• [Page]

** Start **

Perl script helps users survive aptitude tests

Bowling for Perl


Hardly anyone writes complicated algorithms anymore, but aptitude tests often require that candidates have the theory on tap.

By Michael Schilli

themaster444, Pixelio.de

The end of the credit crunch is nigh; time to apply for a new job! Once the economy gets back into gear, corporations will again have money burning holes in their pockets. And, to land the job of their dreams, candidates will have to dust off their CVs and bone up on questions posed at job interviews.

Bowling Ball Drop

A popular question that software companies in Silicon Valley love to ask applicants for programming jobs is this: Given two identical bowling balls - from which floor of a 100-story building could you drop either of them without it breaking? The idea of this task is to minimize the number of drop attempts required in the worst case.

A naive method would be to start on the first floor, drop the ball, and see if it survives. If it does, you would repeat the experiment on the second floor and slowly work your way up to the 100th floor. In the worst case, that is, if the bowling balls were tough enough to survive a drop from the 100th floor, you would need 100 drops to find the result.

Recall that you have two bowling balls, and you're allowed to break both of them, but you need to identify the critical floor precisely when you break the second one. (Hint: 15 attempts are all you should take - unless you want to fail the aptitude test and look for a job elsewhere.)

** End **

• [Data shown]
** Start **

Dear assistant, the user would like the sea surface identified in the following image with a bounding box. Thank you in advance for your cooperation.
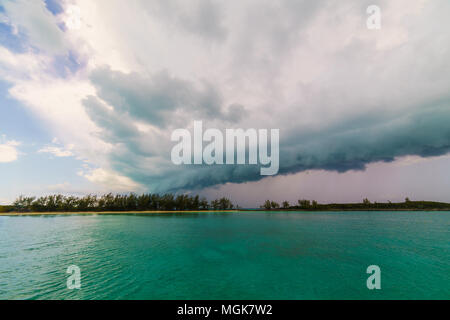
[0,212,450,299]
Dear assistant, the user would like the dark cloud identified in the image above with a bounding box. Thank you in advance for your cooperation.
[91,68,245,128]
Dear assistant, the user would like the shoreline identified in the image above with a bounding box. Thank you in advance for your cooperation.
[0,210,239,217]
[0,208,450,217]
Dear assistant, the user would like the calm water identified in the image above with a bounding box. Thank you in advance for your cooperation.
[0,212,450,299]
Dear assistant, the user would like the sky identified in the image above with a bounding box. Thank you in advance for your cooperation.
[0,0,450,207]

** End **

• [Tasks and exercises]
• 1. In the bowling-ball article, write out everything from "A naive method" down to "a job elsewhere.)".
• 2. Answer these questions using the bowling-ball article:
(a) How many stories does the building in the interview question have?
(b) According to the hint, how many attempts should you take?
(c) Who is named as the author?
• 3. Decide whether each statement agrees with the bowling-ball article, and answer yes or no with the words from the article that settle it:
(a) The naive method begins by dropping the ball from the top floor.
(b) You may break both bowling balls.
(c) The two bowling balls differ from each other.
The records have nothing to do with what you are asked to do here.

• [Answer list]
• 1.
A naive method would be to start on the first floor, drop the ball, and see if it survives. If it does, you would repeat the experiment on the second floor and slowly work your way up to the 100th floor. In the worst case, that is, if the bowling balls were tough enough to survive a drop from the 100th floor, you would need 100 drops to find the result.

Recall that you have two bowling balls, and you're allowed to break both of them, but you need to identify the critical floor precisely when you break the second one. (Hint: 15 attempts are all you should take - unless you want to fail the aptitude test and look for a job elsewhere.)

• 2.
(a) 100
(b) 15
(c) Michael Schilli

• 3.
(a) No: "start on the first floor"
(b) Yes: "you're allowed to break both of them"
(c) No: "Given two identical bowling balls"